* **CHALLENGE**: Return, word for word, every line that follows.

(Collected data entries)
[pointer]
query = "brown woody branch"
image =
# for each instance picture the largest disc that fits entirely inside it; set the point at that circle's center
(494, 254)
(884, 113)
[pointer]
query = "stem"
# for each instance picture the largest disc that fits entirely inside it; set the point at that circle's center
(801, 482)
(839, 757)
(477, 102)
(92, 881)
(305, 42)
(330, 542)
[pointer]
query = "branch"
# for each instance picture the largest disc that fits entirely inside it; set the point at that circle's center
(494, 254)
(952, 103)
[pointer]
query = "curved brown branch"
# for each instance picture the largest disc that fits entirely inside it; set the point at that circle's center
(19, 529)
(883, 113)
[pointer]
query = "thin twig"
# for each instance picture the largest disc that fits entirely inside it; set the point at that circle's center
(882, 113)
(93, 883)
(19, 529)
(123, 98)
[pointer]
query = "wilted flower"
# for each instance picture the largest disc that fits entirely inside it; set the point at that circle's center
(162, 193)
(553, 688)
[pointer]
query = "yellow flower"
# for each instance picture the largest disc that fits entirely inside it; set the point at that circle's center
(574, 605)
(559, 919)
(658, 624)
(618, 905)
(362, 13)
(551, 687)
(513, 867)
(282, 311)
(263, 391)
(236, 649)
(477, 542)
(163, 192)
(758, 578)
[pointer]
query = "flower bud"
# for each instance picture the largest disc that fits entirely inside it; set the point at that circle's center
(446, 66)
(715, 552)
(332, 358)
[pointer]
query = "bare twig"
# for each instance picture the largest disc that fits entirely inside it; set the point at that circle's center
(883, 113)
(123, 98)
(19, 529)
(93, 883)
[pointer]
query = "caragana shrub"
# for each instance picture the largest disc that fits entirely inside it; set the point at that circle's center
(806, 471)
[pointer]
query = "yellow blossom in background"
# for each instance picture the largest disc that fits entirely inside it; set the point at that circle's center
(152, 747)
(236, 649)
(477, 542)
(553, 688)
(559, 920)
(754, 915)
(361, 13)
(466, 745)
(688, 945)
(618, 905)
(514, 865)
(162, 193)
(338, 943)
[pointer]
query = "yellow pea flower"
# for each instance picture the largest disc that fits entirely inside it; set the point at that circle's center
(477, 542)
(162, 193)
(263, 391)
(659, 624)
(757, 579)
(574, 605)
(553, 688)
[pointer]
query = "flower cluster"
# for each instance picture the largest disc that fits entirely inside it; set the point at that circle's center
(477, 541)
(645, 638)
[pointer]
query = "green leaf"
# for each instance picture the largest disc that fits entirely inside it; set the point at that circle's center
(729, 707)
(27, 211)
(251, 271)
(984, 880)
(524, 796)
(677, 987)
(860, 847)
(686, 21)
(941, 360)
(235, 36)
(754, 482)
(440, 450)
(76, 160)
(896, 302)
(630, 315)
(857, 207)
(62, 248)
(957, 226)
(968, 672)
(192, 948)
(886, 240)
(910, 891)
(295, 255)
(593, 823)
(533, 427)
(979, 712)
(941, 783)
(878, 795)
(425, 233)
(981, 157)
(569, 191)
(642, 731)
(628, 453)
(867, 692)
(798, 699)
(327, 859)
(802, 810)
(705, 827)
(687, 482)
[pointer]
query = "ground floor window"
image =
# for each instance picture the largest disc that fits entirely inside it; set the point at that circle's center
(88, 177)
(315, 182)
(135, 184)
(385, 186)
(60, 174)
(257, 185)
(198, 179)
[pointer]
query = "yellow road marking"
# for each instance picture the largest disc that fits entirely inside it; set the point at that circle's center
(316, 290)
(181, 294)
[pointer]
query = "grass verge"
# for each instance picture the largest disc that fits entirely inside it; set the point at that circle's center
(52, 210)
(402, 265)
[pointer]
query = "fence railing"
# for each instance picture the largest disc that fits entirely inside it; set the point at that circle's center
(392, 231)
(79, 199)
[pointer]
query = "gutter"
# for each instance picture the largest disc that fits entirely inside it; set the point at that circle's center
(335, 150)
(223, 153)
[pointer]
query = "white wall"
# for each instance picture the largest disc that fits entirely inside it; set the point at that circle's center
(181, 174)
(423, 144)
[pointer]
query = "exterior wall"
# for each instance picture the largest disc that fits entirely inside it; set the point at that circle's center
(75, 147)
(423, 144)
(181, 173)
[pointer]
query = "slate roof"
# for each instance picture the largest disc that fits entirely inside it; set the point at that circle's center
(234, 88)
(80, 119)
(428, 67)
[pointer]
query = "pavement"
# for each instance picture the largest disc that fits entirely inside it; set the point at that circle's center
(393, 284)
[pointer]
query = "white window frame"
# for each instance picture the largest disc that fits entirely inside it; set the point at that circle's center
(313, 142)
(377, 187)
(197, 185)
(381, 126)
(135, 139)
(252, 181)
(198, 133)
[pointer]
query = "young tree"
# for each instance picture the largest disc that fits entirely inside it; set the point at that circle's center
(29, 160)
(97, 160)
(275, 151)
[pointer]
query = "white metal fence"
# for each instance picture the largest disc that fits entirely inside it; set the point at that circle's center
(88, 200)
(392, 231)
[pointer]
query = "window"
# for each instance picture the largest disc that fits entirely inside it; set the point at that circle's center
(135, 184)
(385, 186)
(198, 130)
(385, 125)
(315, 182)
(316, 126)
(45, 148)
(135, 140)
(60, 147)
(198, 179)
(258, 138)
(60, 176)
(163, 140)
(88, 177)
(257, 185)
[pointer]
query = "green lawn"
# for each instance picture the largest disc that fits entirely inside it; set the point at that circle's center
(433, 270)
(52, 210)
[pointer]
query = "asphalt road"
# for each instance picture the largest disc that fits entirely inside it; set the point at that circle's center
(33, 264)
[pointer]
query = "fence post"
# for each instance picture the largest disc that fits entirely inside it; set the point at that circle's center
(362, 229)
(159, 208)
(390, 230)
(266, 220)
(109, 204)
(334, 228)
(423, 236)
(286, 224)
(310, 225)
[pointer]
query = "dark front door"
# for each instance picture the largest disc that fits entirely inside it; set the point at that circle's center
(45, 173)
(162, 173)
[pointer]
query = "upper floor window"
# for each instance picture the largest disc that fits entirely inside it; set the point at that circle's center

* **CORRECT OUTPUT**:
[pointer]
query = "brown woody branch"
image =
# for each instance picture the largest disc that fits entirely inside it; set the point at that circle's center
(494, 254)
(884, 113)
[pointer]
query = "stem"
# for each instance picture the largest disc that fits entirely inside it; set the point at that circle's center
(801, 482)
(839, 757)
(477, 102)
(92, 881)
(305, 42)
(330, 542)
[pointer]
query = "branch"
# for each instance picture the largest disc that fits entirely inside it; set the point at that circle's center
(494, 254)
(952, 103)
[pointer]
query = "curved brown branch"
# for each instance picture the largest disc that fits entirely inside it; set the point at that circle's center
(19, 529)
(883, 113)
[pointer]
query = "thin twig"
# for each instance picture the largest disc that fits entirely inside it; set the point at that circle's center
(882, 113)
(93, 883)
(19, 529)
(123, 98)
[pointer]
query = "wilted flower"
# for each instance picture the largest disc that fits entirely inside it; set the point at that circle's center
(162, 193)
(553, 688)
[pointer]
query = "yellow flower"
# for each instance picture the largest disc that fits entirely inside it; set the point at that circle's center
(574, 605)
(559, 919)
(658, 624)
(618, 905)
(362, 13)
(551, 687)
(513, 867)
(282, 311)
(263, 391)
(236, 649)
(477, 542)
(163, 192)
(758, 578)
[pointer]
query = "flower bud"
# for each instance picture the largest disc that fits entirely inside it; set the point at that circle's center
(446, 66)
(715, 552)
(332, 358)
[pointer]
query = "bare twig"
# for each instance picture the largest disc that fits entirely inside it; set the point at that circle's center
(883, 113)
(123, 98)
(19, 529)
(93, 883)
[pointer]
query = "caragana shrub"
# for each instance picture the largest disc that fits entirely inside it; set the point at that circle's center
(806, 471)
[pointer]
query = "yellow blossom in background"
# for each instance picture the largest disc that fits entirely inside it; set the point at that circle's center
(152, 747)
(236, 649)
(477, 542)
(553, 688)
(559, 920)
(754, 915)
(361, 13)
(466, 745)
(688, 945)
(618, 905)
(514, 865)
(162, 193)
(338, 943)
[pointer]
query = "yellow pea flower"
# for each instance picture the largest disc that fits entirely inside it; set the point at that circle's center
(477, 542)
(162, 193)
(263, 391)
(659, 624)
(757, 579)
(574, 605)
(553, 688)
[pointer]
query = "flower cluster"
# for each instance picture the largest disc that fits entirely inside it; set the point at that circle's center
(477, 541)
(645, 638)
[pointer]
query = "green leaf"
# for each instance picture the largest disc that fits entirely inside it; set the point at that circle's center
(729, 707)
(27, 211)
(251, 271)
(984, 880)
(524, 796)
(677, 987)
(860, 847)
(686, 21)
(941, 360)
(235, 36)
(754, 482)
(440, 450)
(76, 160)
(896, 302)
(630, 315)
(857, 207)
(62, 248)
(957, 226)
(968, 672)
(192, 948)
(886, 240)
(910, 891)
(295, 255)
(593, 823)
(533, 427)
(979, 712)
(941, 783)
(878, 795)
(425, 233)
(981, 157)
(569, 191)
(642, 731)
(628, 453)
(867, 692)
(798, 699)
(327, 859)
(802, 810)
(705, 827)
(687, 482)
[pointer]
query = "ground floor window"
image =
# for each instance picture the largest disc that fits entirely inside it; set the point at that circle's center
(88, 177)
(315, 182)
(135, 184)
(385, 186)
(60, 174)
(257, 185)
(198, 179)
[pointer]
query = "yellow road marking"
# for each instance picture the largest disc that fits entirely inside it; set the point at that circle's center
(316, 290)
(181, 294)
[pointer]
query = "grass verge"
# for each instance picture the largest disc that fits entirely inside it; set the point at that circle's center
(52, 210)
(402, 265)
[pointer]
query = "fence railing"
# for each instance picture the largest disc that fits entirely inside it; set the point at that circle's center
(392, 231)
(79, 199)
[pointer]
query = "gutter"
# for each instance picture the largest disc that fits entirely inside it; set the point at that circle's center
(335, 150)
(223, 153)
[pointer]
query = "white wall"
# for each instance picture the largest disc that fits entirely inside it; set the point at that circle's center
(181, 174)
(423, 144)
[pointer]
query = "exterior wall"
# for each instance picture the largest disc that fits entirely inside it; set the point at that circle's center
(75, 147)
(423, 144)
(181, 173)
[pointer]
query = "slate roof"
# for each instance picture the largest disc that fits entirely inside it; set the point at that circle's center
(234, 88)
(80, 119)
(428, 67)
[pointer]
query = "pavement"
# for each instance picture the largest disc that fits entirely inside it; set the point at that circle's center
(393, 284)
[pointer]
query = "white window frame"
# for each instance picture the largest disc that fits entirely inside it; set the point at that circle's center
(313, 142)
(377, 187)
(197, 185)
(381, 126)
(135, 139)
(252, 181)
(198, 133)
[pointer]
query = "young tree"
# for each instance picture the largest disc that fits entirely inside it; set the point at that circle's center
(29, 160)
(97, 160)
(275, 151)
[pointer]
query = "white metal fence"
# for each instance picture the largest disc that fits entirely inside it; set the point at that circle's center
(88, 200)
(392, 231)
[pointer]
query = "window"
# for each instance picture the largest disc that fits entirely inside it; set the point at that circle's center
(135, 184)
(385, 186)
(198, 130)
(385, 125)
(315, 182)
(316, 126)
(45, 148)
(135, 140)
(60, 147)
(198, 179)
(258, 138)
(60, 176)
(163, 140)
(88, 177)
(257, 185)
[pointer]
query = "green lawn"
# for each instance picture the largest disc that fits entirely inside it; set the point at that circle's center
(433, 270)
(52, 210)
[pointer]
query = "asphalt road"
# for each instance picture the largest disc that fits entirely inside it; set the point at that circle's center
(33, 264)
[pointer]
query = "fence post"
# for each instance picture the largest disc that fits entirely inside it; set the point at that circle's center
(362, 229)
(159, 208)
(390, 230)
(266, 220)
(109, 204)
(334, 228)
(423, 236)
(286, 224)
(310, 225)
[pointer]
query = "dark front door"
# for each instance picture the largest disc that fits entirely inside it; set the point at that circle's center
(45, 173)
(162, 173)
[pointer]
query = "upper floor window"
# for each instance picture the largest disc that fits entirely inside it; set the point at that circle's center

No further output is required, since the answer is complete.